Data section:
+++
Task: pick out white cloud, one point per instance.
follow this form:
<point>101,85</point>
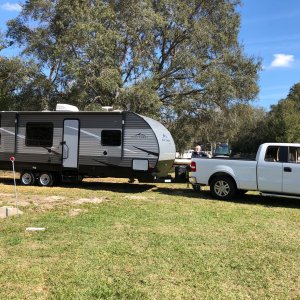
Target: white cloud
<point>282,60</point>
<point>11,6</point>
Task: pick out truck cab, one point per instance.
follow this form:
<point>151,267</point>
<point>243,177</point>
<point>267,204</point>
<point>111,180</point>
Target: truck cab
<point>274,172</point>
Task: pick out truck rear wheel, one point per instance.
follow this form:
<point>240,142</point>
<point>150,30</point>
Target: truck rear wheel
<point>223,188</point>
<point>46,179</point>
<point>27,178</point>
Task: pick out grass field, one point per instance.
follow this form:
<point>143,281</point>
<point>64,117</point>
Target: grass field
<point>114,240</point>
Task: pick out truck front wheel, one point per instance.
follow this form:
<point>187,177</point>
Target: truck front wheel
<point>223,188</point>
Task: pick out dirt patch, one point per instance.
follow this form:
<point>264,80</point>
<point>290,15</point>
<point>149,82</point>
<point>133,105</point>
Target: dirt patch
<point>76,211</point>
<point>90,200</point>
<point>54,198</point>
<point>137,197</point>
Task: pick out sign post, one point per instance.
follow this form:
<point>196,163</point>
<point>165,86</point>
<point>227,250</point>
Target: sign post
<point>12,159</point>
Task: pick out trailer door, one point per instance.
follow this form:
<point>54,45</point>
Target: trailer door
<point>70,143</point>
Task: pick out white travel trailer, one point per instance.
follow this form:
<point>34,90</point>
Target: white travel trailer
<point>69,145</point>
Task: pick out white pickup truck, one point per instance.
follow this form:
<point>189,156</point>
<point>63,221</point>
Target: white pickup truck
<point>274,172</point>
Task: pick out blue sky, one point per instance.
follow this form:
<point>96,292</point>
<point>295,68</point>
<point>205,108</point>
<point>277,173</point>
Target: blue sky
<point>269,30</point>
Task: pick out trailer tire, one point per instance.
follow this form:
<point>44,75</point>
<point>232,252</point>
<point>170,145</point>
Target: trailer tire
<point>196,187</point>
<point>223,188</point>
<point>27,178</point>
<point>45,179</point>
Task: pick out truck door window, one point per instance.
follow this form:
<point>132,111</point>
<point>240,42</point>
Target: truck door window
<point>272,154</point>
<point>294,155</point>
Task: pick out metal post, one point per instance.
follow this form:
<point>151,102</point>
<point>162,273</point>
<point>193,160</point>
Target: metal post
<point>12,159</point>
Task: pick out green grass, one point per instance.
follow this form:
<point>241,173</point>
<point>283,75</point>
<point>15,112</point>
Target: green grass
<point>147,242</point>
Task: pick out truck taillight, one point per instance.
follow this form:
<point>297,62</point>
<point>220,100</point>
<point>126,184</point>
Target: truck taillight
<point>193,166</point>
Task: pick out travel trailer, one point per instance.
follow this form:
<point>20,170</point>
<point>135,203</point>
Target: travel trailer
<point>69,145</point>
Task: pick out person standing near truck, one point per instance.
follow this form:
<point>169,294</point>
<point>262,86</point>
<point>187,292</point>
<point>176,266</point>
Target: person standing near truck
<point>198,153</point>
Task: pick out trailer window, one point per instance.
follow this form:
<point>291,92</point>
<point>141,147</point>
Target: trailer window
<point>111,137</point>
<point>39,134</point>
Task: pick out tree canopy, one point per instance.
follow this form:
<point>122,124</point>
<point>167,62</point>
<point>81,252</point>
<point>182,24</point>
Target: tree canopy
<point>176,60</point>
<point>148,56</point>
+++
Task statement: Copy out all the records above word for word, leaving out the pictures.

Solved problem:
Task: pick out white cloud, one point per instance.
follow this form:
<point>101,85</point>
Target: white cloud
<point>282,60</point>
<point>11,6</point>
Task: pick out truck cab, one point per instance.
follow this form:
<point>151,267</point>
<point>243,177</point>
<point>267,204</point>
<point>111,180</point>
Target: truck cab
<point>274,172</point>
Task: pick out truck rear wheel, one point per instance.
follow this form:
<point>240,142</point>
<point>150,30</point>
Target: truck rear wheel
<point>223,188</point>
<point>46,179</point>
<point>27,178</point>
Task: pick out grass field, one point per instance.
follow this form:
<point>143,281</point>
<point>64,117</point>
Target: grass field
<point>114,240</point>
Task: pick out truck front wheel, one point per instance.
follow this form:
<point>187,177</point>
Target: truck front wheel
<point>223,188</point>
Task: pick out dirt patch, one point per instance.
follow this form:
<point>264,80</point>
<point>290,15</point>
<point>149,82</point>
<point>133,105</point>
Target: dirt patch
<point>76,211</point>
<point>90,200</point>
<point>54,198</point>
<point>137,197</point>
Task: pick out sign post, one point per instance.
follow this form:
<point>196,163</point>
<point>165,86</point>
<point>227,250</point>
Target: sign post
<point>12,159</point>
Task: pick out trailer door, one point per instance.
follow this form:
<point>54,45</point>
Target: trailer door
<point>70,143</point>
Task: pick out white travel trailer, one point per instance.
follow this form:
<point>34,90</point>
Target: white travel trailer
<point>69,145</point>
Task: pick out white pickup truck, one point per instance.
follow this form:
<point>189,156</point>
<point>63,221</point>
Target: white pickup truck
<point>274,172</point>
Task: pick out blue sky, one point per instance.
follow this form:
<point>96,292</point>
<point>295,68</point>
<point>205,108</point>
<point>277,173</point>
Target: blue sky
<point>269,30</point>
Task: pick out trailer tire, one point per instance.
follow this form:
<point>44,75</point>
<point>232,252</point>
<point>170,145</point>
Target: trailer tire
<point>196,187</point>
<point>223,188</point>
<point>27,178</point>
<point>45,179</point>
Task: pick out truck door window, one point per instance.
follow this form:
<point>132,111</point>
<point>240,42</point>
Target: truck door window
<point>272,154</point>
<point>294,155</point>
Task: pick out metal post, one point per instance.
follow this form:
<point>151,102</point>
<point>162,273</point>
<point>193,160</point>
Target: metal post
<point>12,159</point>
Task: pick out green grass, one point per instance.
follow this form:
<point>241,173</point>
<point>283,75</point>
<point>15,112</point>
Target: green grass
<point>147,242</point>
Task: pick out truck taillight, one point per instance.
follow this form:
<point>297,62</point>
<point>220,100</point>
<point>126,184</point>
Target: truck taillight
<point>193,166</point>
Task: pick out travel trailer, one point per instance.
follow this form:
<point>20,170</point>
<point>135,203</point>
Target: travel trailer
<point>69,145</point>
Task: pick out person standing near truck, one point per instance.
follow this form:
<point>169,294</point>
<point>262,86</point>
<point>187,292</point>
<point>176,266</point>
Target: person standing near truck
<point>198,153</point>
Task: pick out trailer window, one point per instance.
follow this form:
<point>291,92</point>
<point>141,147</point>
Target: trailer window
<point>111,137</point>
<point>39,134</point>
Task: pick out tree canopy, one point per instance.
follow this form:
<point>122,124</point>
<point>167,62</point>
<point>81,252</point>
<point>182,24</point>
Target: tree canopy
<point>176,60</point>
<point>148,56</point>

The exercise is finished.